##### MATERIAL TO PROCESS
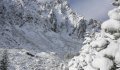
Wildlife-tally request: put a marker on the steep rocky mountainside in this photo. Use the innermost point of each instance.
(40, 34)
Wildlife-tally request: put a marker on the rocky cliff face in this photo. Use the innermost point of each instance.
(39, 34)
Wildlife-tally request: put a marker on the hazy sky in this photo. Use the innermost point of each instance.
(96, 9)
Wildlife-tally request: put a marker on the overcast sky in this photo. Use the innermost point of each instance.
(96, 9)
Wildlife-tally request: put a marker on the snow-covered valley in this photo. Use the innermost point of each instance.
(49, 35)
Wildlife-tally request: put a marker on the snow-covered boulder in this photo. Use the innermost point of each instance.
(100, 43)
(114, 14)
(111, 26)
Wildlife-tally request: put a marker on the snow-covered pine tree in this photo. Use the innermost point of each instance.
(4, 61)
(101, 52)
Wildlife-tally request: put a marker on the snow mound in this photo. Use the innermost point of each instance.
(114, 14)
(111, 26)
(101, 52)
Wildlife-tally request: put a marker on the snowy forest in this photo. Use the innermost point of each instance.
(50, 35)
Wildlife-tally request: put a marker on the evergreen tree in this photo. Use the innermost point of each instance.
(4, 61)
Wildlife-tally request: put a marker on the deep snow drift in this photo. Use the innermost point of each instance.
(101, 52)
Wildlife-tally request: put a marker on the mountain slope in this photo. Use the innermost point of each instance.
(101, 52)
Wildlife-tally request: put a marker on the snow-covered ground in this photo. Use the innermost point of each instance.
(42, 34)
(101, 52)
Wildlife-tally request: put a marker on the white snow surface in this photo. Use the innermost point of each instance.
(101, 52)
##########
▶ [WORK TO COMPLETE]: Retype every one of the lines above with no changes, and leave the picture out of your answer.

▶ [TASK SOLUTION]:
Wildlife-tally request: put a marker on the steep rocky mountainside in this photo. Use the innermost point of each instance.
(40, 34)
Wildlife-tally request: put a marker on the rocky cliff face in this photo. Use the innermost point of each instance.
(39, 34)
Wildlife-tally request: put a marker on the hazy sky in this photo. Use the innermost point of each instance.
(96, 9)
Wildlife-tally request: put a marker on the overcast sky in this photo. Use the innermost point of each instance.
(96, 9)
Wildlife-tally request: put a marker on the snow-covered valley in this photo. Use the innermost point of each instance.
(49, 35)
Wildlife-tally request: put a marker on the snow-covered boulder in this photo. Use the innermost point of each instance.
(100, 43)
(114, 14)
(111, 26)
Wildlife-tally request: put a marker on the snow-covered pine tree in this photo. Use the innermost point of each instance.
(4, 61)
(101, 52)
Wildlife-tally request: put a marker on the snow mound in this photo. Use the innermost point of each instance.
(114, 14)
(111, 26)
(101, 52)
Wildlife-tally request: put a marker on the snowy forest in this photo. Use the innermost point of each instance.
(50, 35)
Wildlife-tally request: put a marker on the evergreen tree in this photo. Use the innermost point of each instance.
(4, 61)
Wildlife-tally request: put a marker on the deep snow drift in this photo. Use the innermost point of each instance.
(101, 52)
Wildlife-tally request: put a marker on the mountain slope in this photo. Use the innermost point of each instance.
(101, 52)
Wildlife-tally request: put a marker on the snow-covered ground in this photo. Use the innermost point of each instance.
(42, 34)
(101, 52)
Wildlife-tally request: put a marker on the white snow surface in this photo. Use the innermost point of each instance.
(101, 52)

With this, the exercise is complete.